# Excerpt provided
>> Start

[SOLVED] Flexible Learner Replacement

GzFGzF Member Posts: 11 Contributor II
edited November 2018 in Help
Hi there,

I'm fairly new to rapid miner, but had to get into it pretty fast due to my new job.
Currently I'm working on predictive analysis for maintenance issues.

My data set contains some ten thousand examples with about a thousand attributes.
Due to speed issues, I've designed a selective preprocess where I split the data into subsets of different  attributes, to do some forward selection analysis combined with cross validation and keep the attributes of each subset which have the biggest impact on the result. Then join the results back together to do a final analysis. This process currently involves the usage of about 20 Learner Operators , i.e. SVM, Naïve Bayes or Decision Tree (Process will be shown in the following post).
Switching from one Learner Method to another is a dull and tiring thing, since I have to replace all of the 20 Operators.

So I thought of some kind of macro like 2-Component System for flexible Learner replacement.
These 2 Components could look like:
The first Component should be is a nested Operator, which contains the Learner to be used. It might also needs an ID/Name as parameter for the purpose of running several of the Container Constructions in one Process.

>> End

# Supplied records
>> Start

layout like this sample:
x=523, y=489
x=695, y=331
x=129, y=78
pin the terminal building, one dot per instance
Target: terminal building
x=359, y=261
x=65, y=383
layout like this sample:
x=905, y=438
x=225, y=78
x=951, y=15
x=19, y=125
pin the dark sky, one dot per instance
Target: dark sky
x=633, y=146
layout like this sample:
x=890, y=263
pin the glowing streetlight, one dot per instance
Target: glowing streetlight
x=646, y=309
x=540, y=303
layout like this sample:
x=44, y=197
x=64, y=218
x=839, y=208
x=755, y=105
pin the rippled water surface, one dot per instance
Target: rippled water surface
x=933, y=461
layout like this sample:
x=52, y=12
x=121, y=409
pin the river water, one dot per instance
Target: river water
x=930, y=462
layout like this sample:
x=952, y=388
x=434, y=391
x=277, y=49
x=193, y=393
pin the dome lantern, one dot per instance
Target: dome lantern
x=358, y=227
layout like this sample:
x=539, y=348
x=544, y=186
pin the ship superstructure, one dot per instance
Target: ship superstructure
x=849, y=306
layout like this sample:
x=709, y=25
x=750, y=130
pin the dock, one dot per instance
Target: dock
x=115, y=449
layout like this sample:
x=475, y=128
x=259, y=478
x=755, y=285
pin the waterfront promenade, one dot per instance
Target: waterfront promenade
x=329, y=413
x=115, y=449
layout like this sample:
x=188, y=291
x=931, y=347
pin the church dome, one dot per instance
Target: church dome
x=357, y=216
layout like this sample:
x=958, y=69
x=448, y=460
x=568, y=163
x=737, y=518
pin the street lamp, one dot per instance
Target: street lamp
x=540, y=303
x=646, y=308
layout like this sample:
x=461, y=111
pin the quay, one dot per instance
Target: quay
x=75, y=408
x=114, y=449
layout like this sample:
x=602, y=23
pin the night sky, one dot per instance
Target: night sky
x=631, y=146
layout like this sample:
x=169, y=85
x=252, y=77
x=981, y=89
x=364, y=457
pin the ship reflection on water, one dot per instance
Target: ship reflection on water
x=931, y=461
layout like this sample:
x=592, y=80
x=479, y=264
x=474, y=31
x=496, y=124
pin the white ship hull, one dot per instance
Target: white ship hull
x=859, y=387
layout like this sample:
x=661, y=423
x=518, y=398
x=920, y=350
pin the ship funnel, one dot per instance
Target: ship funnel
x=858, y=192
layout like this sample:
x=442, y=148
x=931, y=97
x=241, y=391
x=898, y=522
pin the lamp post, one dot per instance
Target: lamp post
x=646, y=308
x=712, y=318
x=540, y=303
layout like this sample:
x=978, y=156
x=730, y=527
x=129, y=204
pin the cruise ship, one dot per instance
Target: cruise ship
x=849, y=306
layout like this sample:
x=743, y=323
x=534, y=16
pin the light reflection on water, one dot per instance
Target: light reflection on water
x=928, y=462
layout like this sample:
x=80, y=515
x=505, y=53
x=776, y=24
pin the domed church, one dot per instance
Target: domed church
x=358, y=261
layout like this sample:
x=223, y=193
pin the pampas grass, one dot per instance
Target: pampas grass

>> End

# Prompt A
Name every learner method the forum post gives as an example.
# Prompt B
Copy the forum post word for word, from "GzFGzF Member Posts: 11" up to and including "the following post).".
# Prompt C
Answer these questions from the forum post, one per line:
(i) About how many learner operators does the current process use?
(ii) What kind of analysis is the poster working on?
(iii) Roughly how many attributes does the data set contain?
The entries above are separate material, apart from the forum post.

# Complete output A
SVM, Naïve Bayes, Decision Tree

# Complete output B
GzFGzF Member Posts: 11 Contributor II
edited November 2018 in Help
Hi there,

I'm fairly new to rapid miner, but had to get into it pretty fast due to my new job.
Currently I'm working on predictive analysis for maintenance issues.

My data set contains some ten thousand examples with about a thousand attributes.
Due to speed issues, I've designed a selective preprocess where I split the data into subsets of different  attributes, to do some forward selection analysis combined with cross validation and keep the attributes of each subset which have the biggest impact on the result. Then join the results back together to do a final analysis. This process currently involves the usage of about 20 Learner Operators , i.e. SVM, Naïve Bayes or Decision Tree (Process will be shown in the following post).

# Complete output C
(i) About 20
(ii) Predictive analysis for maintenance issues
(iii) About a thousand